Records to use:
-- Begin --

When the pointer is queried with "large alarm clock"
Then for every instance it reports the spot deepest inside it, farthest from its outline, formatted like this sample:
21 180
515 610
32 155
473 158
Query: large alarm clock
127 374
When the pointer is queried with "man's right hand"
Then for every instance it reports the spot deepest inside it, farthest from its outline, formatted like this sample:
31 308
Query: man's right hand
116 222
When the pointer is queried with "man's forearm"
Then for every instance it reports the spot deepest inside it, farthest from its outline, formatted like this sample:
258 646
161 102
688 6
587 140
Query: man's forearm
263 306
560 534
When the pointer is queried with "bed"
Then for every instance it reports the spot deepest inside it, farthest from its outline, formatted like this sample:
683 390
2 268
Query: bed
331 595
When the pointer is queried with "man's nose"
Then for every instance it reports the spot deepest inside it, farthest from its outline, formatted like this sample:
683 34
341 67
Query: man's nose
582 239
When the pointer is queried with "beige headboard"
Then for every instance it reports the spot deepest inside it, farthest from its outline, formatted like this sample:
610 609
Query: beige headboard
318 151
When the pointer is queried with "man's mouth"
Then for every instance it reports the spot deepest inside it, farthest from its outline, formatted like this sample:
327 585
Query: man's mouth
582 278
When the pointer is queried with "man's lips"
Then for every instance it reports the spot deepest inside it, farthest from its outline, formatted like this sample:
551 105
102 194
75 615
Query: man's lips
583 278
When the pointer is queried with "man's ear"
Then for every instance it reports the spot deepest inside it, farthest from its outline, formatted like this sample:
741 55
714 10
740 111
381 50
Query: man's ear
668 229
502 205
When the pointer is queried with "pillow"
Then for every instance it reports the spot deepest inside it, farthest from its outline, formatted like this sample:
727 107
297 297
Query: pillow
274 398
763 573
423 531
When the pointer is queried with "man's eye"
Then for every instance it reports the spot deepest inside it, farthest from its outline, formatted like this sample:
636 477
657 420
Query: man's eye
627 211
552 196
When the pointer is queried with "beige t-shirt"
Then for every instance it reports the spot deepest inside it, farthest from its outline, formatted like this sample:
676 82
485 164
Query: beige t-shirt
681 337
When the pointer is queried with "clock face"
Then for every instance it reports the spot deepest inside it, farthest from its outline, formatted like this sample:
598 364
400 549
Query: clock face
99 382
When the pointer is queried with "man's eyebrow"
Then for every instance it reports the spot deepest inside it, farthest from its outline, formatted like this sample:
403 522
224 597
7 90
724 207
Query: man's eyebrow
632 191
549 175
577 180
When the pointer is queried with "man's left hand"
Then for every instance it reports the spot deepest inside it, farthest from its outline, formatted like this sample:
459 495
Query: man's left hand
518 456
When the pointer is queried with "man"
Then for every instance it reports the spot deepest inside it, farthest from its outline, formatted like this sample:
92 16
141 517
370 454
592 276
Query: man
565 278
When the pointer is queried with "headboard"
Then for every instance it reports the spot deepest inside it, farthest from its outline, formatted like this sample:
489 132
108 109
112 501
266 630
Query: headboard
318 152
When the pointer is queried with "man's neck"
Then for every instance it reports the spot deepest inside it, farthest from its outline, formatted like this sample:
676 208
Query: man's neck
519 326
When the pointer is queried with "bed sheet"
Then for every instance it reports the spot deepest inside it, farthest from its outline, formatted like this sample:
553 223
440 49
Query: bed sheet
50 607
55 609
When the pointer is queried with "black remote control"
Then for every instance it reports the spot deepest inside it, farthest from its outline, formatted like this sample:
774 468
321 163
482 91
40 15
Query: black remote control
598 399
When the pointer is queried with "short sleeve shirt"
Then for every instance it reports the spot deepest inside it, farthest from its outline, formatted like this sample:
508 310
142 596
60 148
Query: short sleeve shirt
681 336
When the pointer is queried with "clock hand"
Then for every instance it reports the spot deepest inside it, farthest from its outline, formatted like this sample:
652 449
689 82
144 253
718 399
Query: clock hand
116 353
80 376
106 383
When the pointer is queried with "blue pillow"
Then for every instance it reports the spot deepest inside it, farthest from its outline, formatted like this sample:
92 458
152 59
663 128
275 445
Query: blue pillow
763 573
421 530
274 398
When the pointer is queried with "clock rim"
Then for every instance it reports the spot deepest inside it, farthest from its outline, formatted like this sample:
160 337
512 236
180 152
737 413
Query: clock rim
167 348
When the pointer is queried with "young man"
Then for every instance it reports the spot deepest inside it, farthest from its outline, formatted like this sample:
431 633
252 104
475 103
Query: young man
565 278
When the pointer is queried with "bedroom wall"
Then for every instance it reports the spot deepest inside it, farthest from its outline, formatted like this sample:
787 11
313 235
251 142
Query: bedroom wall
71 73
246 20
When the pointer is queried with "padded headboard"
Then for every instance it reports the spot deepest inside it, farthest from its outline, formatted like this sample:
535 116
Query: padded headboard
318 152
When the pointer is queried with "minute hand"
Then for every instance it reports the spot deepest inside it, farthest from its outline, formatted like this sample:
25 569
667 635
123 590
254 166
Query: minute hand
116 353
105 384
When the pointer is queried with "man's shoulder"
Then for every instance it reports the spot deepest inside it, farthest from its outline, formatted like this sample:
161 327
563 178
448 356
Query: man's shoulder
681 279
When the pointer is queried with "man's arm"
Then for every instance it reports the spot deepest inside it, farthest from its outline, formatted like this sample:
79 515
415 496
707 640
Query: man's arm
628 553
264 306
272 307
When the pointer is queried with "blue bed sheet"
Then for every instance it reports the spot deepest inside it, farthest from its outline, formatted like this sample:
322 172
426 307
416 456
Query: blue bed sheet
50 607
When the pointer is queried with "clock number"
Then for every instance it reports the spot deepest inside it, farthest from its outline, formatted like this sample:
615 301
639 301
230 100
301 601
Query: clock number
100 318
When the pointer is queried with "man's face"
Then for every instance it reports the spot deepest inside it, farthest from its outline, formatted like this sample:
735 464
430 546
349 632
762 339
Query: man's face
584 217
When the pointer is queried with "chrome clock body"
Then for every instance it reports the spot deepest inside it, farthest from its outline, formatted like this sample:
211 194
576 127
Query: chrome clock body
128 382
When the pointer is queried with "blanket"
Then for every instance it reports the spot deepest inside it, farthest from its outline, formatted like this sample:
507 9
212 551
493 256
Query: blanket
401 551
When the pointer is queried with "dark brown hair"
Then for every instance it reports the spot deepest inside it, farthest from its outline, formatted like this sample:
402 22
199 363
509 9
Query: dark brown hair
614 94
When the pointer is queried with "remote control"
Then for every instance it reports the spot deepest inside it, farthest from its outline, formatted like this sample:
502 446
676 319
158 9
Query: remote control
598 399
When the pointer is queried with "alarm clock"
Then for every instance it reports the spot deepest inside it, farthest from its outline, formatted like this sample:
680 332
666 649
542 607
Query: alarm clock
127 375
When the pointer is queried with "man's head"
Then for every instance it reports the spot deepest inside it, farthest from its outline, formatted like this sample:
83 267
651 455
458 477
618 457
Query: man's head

-- End --

Direction: Repeat each record in full; every line must match exactly.

Output for this task:
When the pointer is queried with "large alarm clock"
Then for every instance it reports the spot deepest inside it, farthest from its outline, formatted like this sample:
21 180
515 610
32 155
473 158
Query: large alarm clock
127 374
When the pointer is queried with "man's right hand"
Then for every instance it reports the spot deepest inside it, farthest from its outline, formatted like this sample:
31 308
Query: man's right hand
116 222
When the pointer is queried with "man's forearm"
Then for every instance it reports the spot deepest inside it, farthest from its outline, formatted like this sample:
258 646
161 102
688 6
587 140
Query: man's forearm
263 306
560 534
When the pointer is queried with "bed"
Then for every instance it reports the spot deepest inside it, farthest from its outline, formatted like this sample:
683 390
2 268
Query: bed
331 595
When the pointer is queried with "man's nose"
Then for every instance it reports the spot deepest inside it, farthest from its outline, formatted like this sample:
683 34
341 67
Query: man's nose
582 239
When the pointer is queried with "beige headboard"
Then for every instance it reports the spot deepest inside it, farthest from its outline, formatted like this sample:
610 609
Query: beige headboard
318 151
When the pointer is queried with "man's mouth"
Then for every instance it reports the spot deepest inside it, farthest from its outline, formatted like this sample:
327 585
Query: man's mouth
582 278
When the pointer is queried with "man's lips"
Then for every instance it reports the spot deepest inside it, farthest from its outline, formatted like this sample:
551 105
102 194
75 615
Query: man's lips
583 278
When the pointer is queried with "man's ear"
Then for every instance it reports the spot deepest inside it, farthest from its outline, formatted like this sample:
741 55
714 10
740 111
381 50
Query: man's ear
668 229
502 205
When the pointer is queried with "pillow"
Then for every instance it reports the spot deepest inside it, farthest from its outline, formatted like this sample:
727 107
297 297
Query: pillow
274 398
763 573
423 531
When the pointer is queried with "man's eye"
Then for every instance it reports the spot deepest inside it, farthest from its outline, formatted like this sample:
636 477
657 420
Query: man's eye
627 211
552 196
When the pointer is queried with "beige t-shirt"
Then for every instance it reports the spot deepest inside it, farthest from its outline, formatted like this sample:
676 82
485 164
Query: beige t-shirt
681 337
When the pointer is queried with "clock face"
Then for every instance it reports the spot deepest inside it, farthest from its outline, formatted like this sample:
598 364
400 549
Query: clock face
99 382
When the pointer is queried with "man's eyebrow"
Then for every instance it reports the spot deepest inside it, farthest from its outline, formatted like this sample:
403 522
224 597
7 90
724 207
Query: man's eyebrow
632 191
549 175
577 180
When the pointer is queried with "man's left hand"
Then for every instance it reports the spot deepest inside it, farthest from its outline, formatted like this sample:
459 495
Query: man's left hand
518 456
When the pointer is queried with "man"
Then for every instance it reports the spot deepest inside it, farthest from its outline, formatted like this sample:
92 16
141 517
370 454
592 276
Query: man
565 278
When the pointer is queried with "headboard"
Then for every instance it reports the spot deepest inside it, farthest from its outline, formatted like this sample:
489 132
108 109
112 501
266 630
Query: headboard
318 152
When the pointer is queried with "man's neck"
Then for every instance it reports the spot deepest inside it, farthest from its outline, formatted like this sample:
676 208
Query: man's neck
519 326
When the pointer is queried with "bed sheet"
Then for every instance it reports the spot deepest inside it, farthest from its outline, formatted like this sample:
553 223
440 49
Query: bed sheet
50 607
55 609
When the pointer is queried with "black remote control"
Then for every instance it reports the spot deepest inside it, farthest from its outline, formatted like this sample:
774 468
321 163
482 91
40 15
Query: black remote control
598 399
When the pointer is queried with "short sleeve shirt"
Then for every instance it reports the spot deepest inside it, farthest from its outline, formatted like this sample:
508 310
142 596
60 148
Query: short sleeve shirt
681 336
When the pointer is queried with "clock hand"
Then for every instance it reports the spot deepest inside it, farthest from its outline, formatted like this sample:
652 449
689 82
144 253
718 399
Query: clock hand
116 353
80 376
106 383
When the pointer is queried with "blue pillow"
Then for every instance it reports the spot deepest inside it, farthest from its outline, formatted like this sample:
92 458
152 59
663 128
275 445
Query: blue pillow
763 573
421 530
274 398
When the pointer is queried with "clock rim"
Then for every instance it reports the spot deepest inside it, farthest from its outline, formatted like this sample:
160 337
512 236
180 152
737 413
Query: clock rim
167 348
When the pointer is queried with "young man"
Then for every instance it reports the spot deepest inside it, farthest from its outline, formatted like this sample:
431 633
252 104
475 103
Query: young man
565 278
When the pointer is queried with "bedroom wall"
Then for every instance it reports the spot deepest inside it, farthest from its outline, formatted like this sample:
787 11
313 235
251 142
Query: bedroom wall
71 73
246 20
When the pointer is queried with "padded headboard"
Then for every instance it reports the spot deepest inside it, farthest from its outline, formatted like this sample:
535 116
Query: padded headboard
318 152
When the pointer is queried with "minute hand"
Then for every instance it reports the spot deepest inside it, farthest from its outline, formatted like this sample:
25 569
667 635
123 590
254 166
Query: minute hand
116 353
105 384
When the pointer is queried with "man's shoulder"
Then for every instance it reports the spot deepest inside it, farthest from its outline, formatted like this sample:
161 327
563 178
448 356
Query: man's shoulder
681 279
When the pointer is queried with "man's arm"
Then for every instance it reports the spot deepest inside it, farthest from its outline, formatted like this sample:
79 515
415 496
707 640
Query: man's arm
628 553
264 306
272 307
When the pointer is queried with "blue bed sheet"
Then for every instance it reports the spot deepest inside it, farthest from its outline, formatted like this sample:
322 172
426 307
416 456
Query: blue bed sheet
50 607
When the pointer is queried with "clock number"
Then for every instance it reports the spot deepest inside it, farthest from its outline, formatted like this sample:
615 301
639 301
230 100
301 601
Query: clock number
100 318
When the pointer is queried with "man's face"
Then for every instance it reports the spot deepest inside it, farthest from its outline, formatted like this sample:
735 464
430 546
349 632
762 339
Query: man's face
584 217
When the pointer is queried with "chrome clock body"
Then for every instance it reports the spot deepest inside it, farthest from its outline, formatted like this sample:
211 194
576 127
Query: chrome clock body
128 382
When the pointer is queried with "blanket"
Then for every instance it reports the spot deepest inside it, farthest from its outline, formatted like this sample:
507 9
212 551
493 256
Query: blanket
401 551
When the pointer is queried with "dark brown hair"
Then for every instance it reports the spot deepest inside it, farthest from its outline, formatted like this sample:
402 22
199 363
509 9
Query: dark brown hair
614 94
When the pointer is queried with "remote control"
Then for every instance it reports the spot deepest inside it, farthest from its outline, formatted like this sample:
502 446
676 319
158 9
Query: remote control
598 399
When the pointer is queried with "alarm clock"
Then for every instance it reports the spot deepest inside it, farthest from its outline, formatted like this sample:
680 332
666 649
542 607
Query: alarm clock
127 375
When the pointer is queried with "man's head"
Then for every instance it reports the spot deepest inside it, farthest from its outline, formatted like this sample:
83 267
651 455
458 477
618 457
Query: man's head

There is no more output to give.